Saleh Ibrahim
Back in February, after defaults in sub-prime mortgage had triggered a credit crisis causing global banks to write down $80 billion in credit market losses over a period of only four months, very few seemed to notice that Islamic financial institutions worldwide were somehow untouched by that disaster in the making. Today, after a historic $700-billion bailout from the U.S. government, and after the evaporation of confidence in the financial sector forced the governments of Britain, Russia, France and others to promise multi-billion-dollar bailouts to their failing financial institutions, the relative immunity of Islamic financial institutions is unmistakable.
Islamic- or Shariah-compliant investment has been a growing trend in the U.S. and European markets for the past few years, accounting for some $500-billion in Europe alone. The most peculiar underlying principle stated in the Quran (2:275) is "Allah (Arabic for God) has permitted trade and prohibited riba (Arabic for interest-bearing loans)."

┄┄┄┄┄┄┄┄┄┄

TASKS TO CARRY OUT →
1 - Reproduce the part of the Islamic finance passage from "Saleh Ibrahim" to "institutions is unmistakable.".
2 - According to the passage on Islamic finance, what amount in credit market losses did global banks write down in the four months before February?
3 - Name every dollar amount that appears in the Islamic finance passage.

RECORDED INFORMATION →

┄┄┄┄┄┄┄┄┄┄

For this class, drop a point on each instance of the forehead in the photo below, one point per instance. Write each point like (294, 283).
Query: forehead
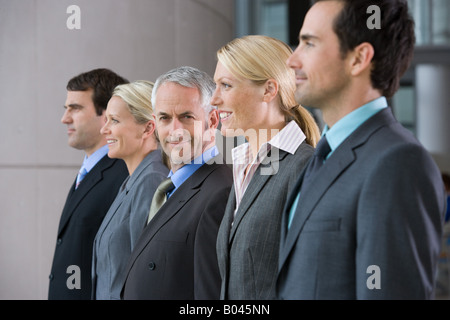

┄┄┄┄┄┄┄┄┄┄

SOLUTIONS BY TASK →
1 -
Saleh Ibrahim
Back in February, after defaults in sub-prime mortgage had triggered a credit crisis causing global banks to write down $80 billion in credit market losses over a period of only four months, very few seemed to notice that Islamic financial institutions worldwide were somehow untouched by that disaster in the making. Today, after a historic $700-billion bailout from the U.S. government, and after the evaporation of confidence in the financial sector forced the governments of Britain, Russia, France and others to promise multi-billion-dollar bailouts to their failing financial institutions, the relative immunity of Islamic financial institutions is unmistakable.

2 - $80 billion

3 -
$80 billion
$700-billion
$500-billion